> Written request
Reproduce the rows from the line with "point: the stack" through the last row, substituting "gull" for every occurrence of "seagull" and leaving everything else unchanged. Output only those lines.

> Source data
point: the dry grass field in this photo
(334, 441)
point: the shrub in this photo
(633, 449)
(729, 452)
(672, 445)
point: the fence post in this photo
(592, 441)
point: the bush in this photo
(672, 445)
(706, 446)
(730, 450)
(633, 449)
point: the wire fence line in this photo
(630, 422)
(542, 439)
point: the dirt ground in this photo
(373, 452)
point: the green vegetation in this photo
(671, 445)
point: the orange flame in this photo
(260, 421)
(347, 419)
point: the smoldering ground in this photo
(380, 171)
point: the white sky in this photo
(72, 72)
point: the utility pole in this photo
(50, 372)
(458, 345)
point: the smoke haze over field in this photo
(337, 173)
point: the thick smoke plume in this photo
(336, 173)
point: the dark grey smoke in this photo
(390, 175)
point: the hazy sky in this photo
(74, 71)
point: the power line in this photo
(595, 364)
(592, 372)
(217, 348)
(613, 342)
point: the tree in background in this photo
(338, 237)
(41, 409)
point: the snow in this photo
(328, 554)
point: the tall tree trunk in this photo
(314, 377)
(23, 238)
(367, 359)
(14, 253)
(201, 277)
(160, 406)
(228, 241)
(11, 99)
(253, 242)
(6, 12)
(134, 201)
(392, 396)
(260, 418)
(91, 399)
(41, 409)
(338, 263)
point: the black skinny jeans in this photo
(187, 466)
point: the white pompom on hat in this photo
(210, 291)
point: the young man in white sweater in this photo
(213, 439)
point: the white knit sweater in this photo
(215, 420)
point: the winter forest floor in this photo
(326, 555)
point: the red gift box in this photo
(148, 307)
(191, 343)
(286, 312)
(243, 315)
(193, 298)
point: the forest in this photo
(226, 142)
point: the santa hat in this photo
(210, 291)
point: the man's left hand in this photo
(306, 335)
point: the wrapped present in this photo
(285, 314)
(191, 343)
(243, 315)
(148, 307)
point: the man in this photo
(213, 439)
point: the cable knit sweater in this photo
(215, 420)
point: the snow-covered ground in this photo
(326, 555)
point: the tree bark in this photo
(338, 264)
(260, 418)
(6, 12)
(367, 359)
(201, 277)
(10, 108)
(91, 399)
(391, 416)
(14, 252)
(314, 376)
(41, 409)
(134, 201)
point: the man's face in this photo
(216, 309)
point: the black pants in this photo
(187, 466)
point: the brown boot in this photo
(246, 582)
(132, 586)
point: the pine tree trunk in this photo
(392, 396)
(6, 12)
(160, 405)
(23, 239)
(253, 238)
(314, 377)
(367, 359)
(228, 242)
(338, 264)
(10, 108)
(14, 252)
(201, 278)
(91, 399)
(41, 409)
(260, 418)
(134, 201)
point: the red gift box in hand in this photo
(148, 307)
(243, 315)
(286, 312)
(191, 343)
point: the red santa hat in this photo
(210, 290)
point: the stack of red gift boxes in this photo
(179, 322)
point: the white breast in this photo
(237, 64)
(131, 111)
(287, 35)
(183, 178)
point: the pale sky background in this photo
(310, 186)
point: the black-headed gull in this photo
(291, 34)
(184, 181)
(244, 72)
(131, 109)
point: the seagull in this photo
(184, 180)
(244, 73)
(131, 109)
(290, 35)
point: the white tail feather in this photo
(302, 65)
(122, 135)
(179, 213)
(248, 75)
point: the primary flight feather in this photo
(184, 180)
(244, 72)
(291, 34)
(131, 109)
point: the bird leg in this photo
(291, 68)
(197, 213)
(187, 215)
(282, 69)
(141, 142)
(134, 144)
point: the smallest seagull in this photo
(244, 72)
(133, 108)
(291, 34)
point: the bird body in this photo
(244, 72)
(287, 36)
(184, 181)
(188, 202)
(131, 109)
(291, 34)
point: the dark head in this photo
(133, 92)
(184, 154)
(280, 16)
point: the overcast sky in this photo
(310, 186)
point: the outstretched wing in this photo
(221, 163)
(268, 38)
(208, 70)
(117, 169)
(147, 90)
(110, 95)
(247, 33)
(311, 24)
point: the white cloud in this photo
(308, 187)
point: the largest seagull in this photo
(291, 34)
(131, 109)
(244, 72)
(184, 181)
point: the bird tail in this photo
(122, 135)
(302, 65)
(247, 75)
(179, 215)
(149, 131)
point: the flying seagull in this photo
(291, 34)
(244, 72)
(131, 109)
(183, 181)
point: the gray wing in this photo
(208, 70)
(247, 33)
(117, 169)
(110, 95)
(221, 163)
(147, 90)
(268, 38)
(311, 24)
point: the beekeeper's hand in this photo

> Solution for this exercise
point: the stack of red gift boxes in this photo
(179, 322)
point: the white breast in this photo
(237, 64)
(131, 111)
(287, 35)
(183, 178)
point: the pale sky background in this photo
(310, 186)
point: the black-headed gull in this photo
(291, 34)
(184, 181)
(244, 72)
(131, 109)
point: the gull in this photo
(184, 180)
(244, 73)
(131, 109)
(290, 35)
point: the white tail feather in this photo
(302, 65)
(122, 135)
(179, 213)
(248, 75)
point: the primary flight feather in this photo
(184, 180)
(244, 72)
(291, 34)
(131, 109)
point: the bird leg in this photo
(291, 68)
(197, 213)
(187, 215)
(282, 69)
(141, 142)
(134, 144)
point: the smallest gull in this photo
(244, 72)
(133, 108)
(291, 34)
point: the bird body in this photo
(244, 72)
(287, 36)
(184, 181)
(188, 202)
(131, 109)
(291, 34)
point: the dark head in this photo
(133, 92)
(184, 154)
(280, 16)
point: the overcast sky in this photo
(310, 186)
point: the outstretched wing in this photo
(221, 163)
(268, 38)
(208, 70)
(117, 169)
(147, 90)
(110, 95)
(247, 33)
(311, 24)
point: the white cloud in this photo
(308, 187)
point: the largest gull in this photo
(291, 34)
(131, 109)
(244, 72)
(184, 181)
point: the bird tail in this photo
(122, 135)
(302, 65)
(247, 75)
(179, 215)
(149, 131)
point: the flying gull in this photo
(291, 34)
(244, 72)
(131, 109)
(183, 181)
point: the gray wing in this photo
(208, 70)
(247, 33)
(117, 169)
(110, 95)
(221, 163)
(147, 90)
(268, 38)
(311, 24)
point: the beekeeper's hand in this photo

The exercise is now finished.